What to do - Please copy every line below that contains the string "gray".

Natural-language object grounding data

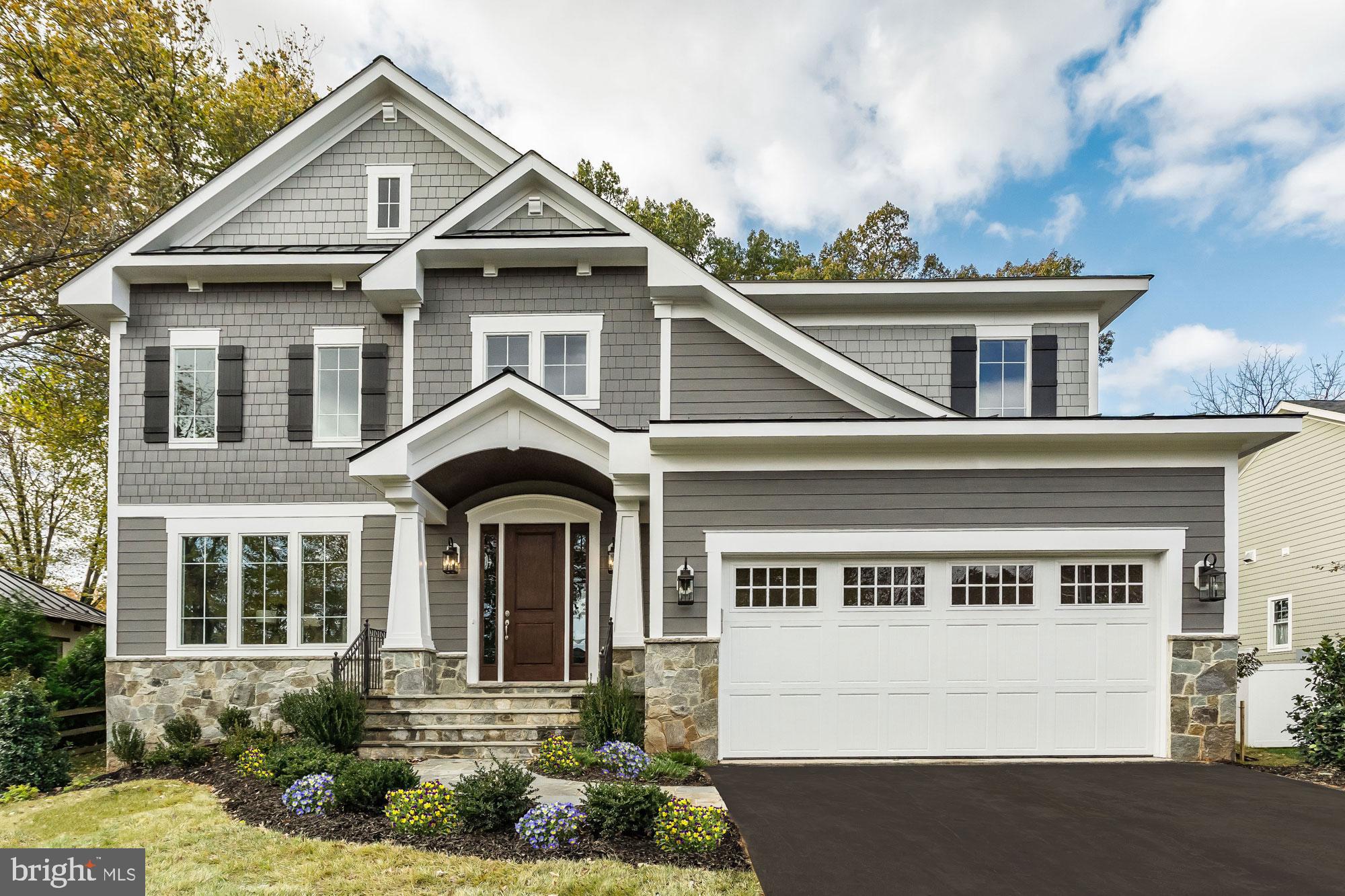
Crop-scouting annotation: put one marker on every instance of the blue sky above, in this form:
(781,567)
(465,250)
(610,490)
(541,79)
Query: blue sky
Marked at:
(1202,143)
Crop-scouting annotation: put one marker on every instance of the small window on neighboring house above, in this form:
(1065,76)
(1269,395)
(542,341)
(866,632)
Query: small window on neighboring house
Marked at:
(1003,378)
(1281,631)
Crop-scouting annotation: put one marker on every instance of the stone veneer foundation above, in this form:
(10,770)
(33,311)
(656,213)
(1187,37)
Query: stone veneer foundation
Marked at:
(1203,697)
(683,694)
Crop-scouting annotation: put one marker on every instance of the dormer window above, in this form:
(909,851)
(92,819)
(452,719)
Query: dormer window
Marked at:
(389,202)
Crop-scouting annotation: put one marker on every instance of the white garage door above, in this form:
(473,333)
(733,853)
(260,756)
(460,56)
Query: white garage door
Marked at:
(911,657)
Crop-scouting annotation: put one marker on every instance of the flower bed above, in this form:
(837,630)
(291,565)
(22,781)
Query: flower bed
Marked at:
(259,802)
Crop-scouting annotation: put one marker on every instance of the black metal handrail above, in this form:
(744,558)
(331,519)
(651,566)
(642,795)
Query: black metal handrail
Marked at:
(362,663)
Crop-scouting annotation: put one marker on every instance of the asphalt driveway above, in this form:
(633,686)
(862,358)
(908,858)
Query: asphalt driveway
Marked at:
(1077,827)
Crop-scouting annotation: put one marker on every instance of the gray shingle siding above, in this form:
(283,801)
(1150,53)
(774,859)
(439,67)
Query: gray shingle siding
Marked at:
(719,377)
(630,364)
(266,466)
(919,357)
(328,200)
(693,502)
(1071,366)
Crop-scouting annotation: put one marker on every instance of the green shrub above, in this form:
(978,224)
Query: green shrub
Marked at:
(30,741)
(683,827)
(243,739)
(20,792)
(182,731)
(426,809)
(496,797)
(303,758)
(79,678)
(332,715)
(687,758)
(1317,720)
(664,766)
(365,783)
(233,719)
(25,643)
(127,743)
(181,755)
(611,712)
(623,807)
(556,756)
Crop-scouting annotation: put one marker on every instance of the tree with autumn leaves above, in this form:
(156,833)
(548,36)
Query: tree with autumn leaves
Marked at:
(111,112)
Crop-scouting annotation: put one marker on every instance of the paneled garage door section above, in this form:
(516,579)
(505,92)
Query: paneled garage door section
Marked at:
(909,657)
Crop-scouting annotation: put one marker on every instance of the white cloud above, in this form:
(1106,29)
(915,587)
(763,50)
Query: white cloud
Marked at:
(1157,378)
(1229,106)
(805,122)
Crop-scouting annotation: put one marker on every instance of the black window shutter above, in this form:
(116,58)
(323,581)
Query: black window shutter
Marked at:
(158,373)
(302,393)
(1044,376)
(965,376)
(229,395)
(373,391)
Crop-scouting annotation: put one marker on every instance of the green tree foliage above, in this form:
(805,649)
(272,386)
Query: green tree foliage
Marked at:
(25,643)
(77,680)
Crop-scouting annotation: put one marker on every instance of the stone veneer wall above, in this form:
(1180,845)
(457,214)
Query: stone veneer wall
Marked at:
(1204,697)
(683,694)
(150,692)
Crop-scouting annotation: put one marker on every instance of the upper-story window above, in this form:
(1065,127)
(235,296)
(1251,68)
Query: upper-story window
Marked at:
(196,376)
(1003,378)
(560,353)
(389,201)
(337,369)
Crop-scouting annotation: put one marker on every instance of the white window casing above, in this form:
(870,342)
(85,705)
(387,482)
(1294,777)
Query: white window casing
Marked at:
(338,377)
(233,529)
(1280,623)
(389,210)
(196,352)
(579,360)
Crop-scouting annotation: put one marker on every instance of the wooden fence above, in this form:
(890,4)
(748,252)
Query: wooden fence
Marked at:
(84,729)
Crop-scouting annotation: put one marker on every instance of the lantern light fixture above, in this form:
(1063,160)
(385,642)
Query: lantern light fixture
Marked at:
(1211,579)
(685,583)
(453,559)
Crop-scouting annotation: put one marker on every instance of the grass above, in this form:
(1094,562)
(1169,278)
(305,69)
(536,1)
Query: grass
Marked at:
(1274,756)
(193,846)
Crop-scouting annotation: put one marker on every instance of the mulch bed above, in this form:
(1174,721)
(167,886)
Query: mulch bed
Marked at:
(259,803)
(1312,774)
(696,779)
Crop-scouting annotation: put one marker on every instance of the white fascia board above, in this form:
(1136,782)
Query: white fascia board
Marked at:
(100,294)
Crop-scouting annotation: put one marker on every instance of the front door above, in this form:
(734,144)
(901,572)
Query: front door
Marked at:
(535,602)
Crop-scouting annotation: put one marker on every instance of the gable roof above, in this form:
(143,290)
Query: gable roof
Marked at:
(49,603)
(399,279)
(100,294)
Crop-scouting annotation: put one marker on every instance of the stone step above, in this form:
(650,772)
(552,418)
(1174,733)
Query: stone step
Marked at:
(516,749)
(466,733)
(422,719)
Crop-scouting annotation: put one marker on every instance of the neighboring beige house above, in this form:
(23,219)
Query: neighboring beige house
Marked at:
(68,619)
(1292,532)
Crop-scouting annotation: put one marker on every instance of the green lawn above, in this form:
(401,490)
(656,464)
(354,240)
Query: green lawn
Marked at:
(1274,756)
(196,848)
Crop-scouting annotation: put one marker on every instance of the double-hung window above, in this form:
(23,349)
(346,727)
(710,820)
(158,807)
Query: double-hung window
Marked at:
(560,353)
(1278,620)
(196,377)
(1003,378)
(245,585)
(337,372)
(389,201)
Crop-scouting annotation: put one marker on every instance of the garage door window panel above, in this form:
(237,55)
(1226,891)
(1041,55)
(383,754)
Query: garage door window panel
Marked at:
(993,584)
(775,587)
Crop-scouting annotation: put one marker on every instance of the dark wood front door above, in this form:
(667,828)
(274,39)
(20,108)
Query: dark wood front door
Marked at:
(535,602)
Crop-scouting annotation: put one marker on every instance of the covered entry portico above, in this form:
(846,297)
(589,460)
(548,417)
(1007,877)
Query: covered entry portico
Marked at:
(533,493)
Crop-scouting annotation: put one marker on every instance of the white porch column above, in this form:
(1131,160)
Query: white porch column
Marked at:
(408,589)
(627,580)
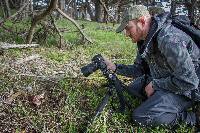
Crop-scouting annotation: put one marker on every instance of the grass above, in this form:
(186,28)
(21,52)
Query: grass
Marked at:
(69,104)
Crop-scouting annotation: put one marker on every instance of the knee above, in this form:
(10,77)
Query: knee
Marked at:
(152,120)
(140,118)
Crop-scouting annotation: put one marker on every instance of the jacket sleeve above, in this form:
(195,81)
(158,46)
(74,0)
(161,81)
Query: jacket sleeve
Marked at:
(139,68)
(173,45)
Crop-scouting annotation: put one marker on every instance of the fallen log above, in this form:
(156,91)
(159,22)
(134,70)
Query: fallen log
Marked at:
(5,46)
(27,59)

Exercise solution -
Crop-scouting annotation: put one marker on every instance of the gray shingle siding above, in this form:
Query: gray shingle siding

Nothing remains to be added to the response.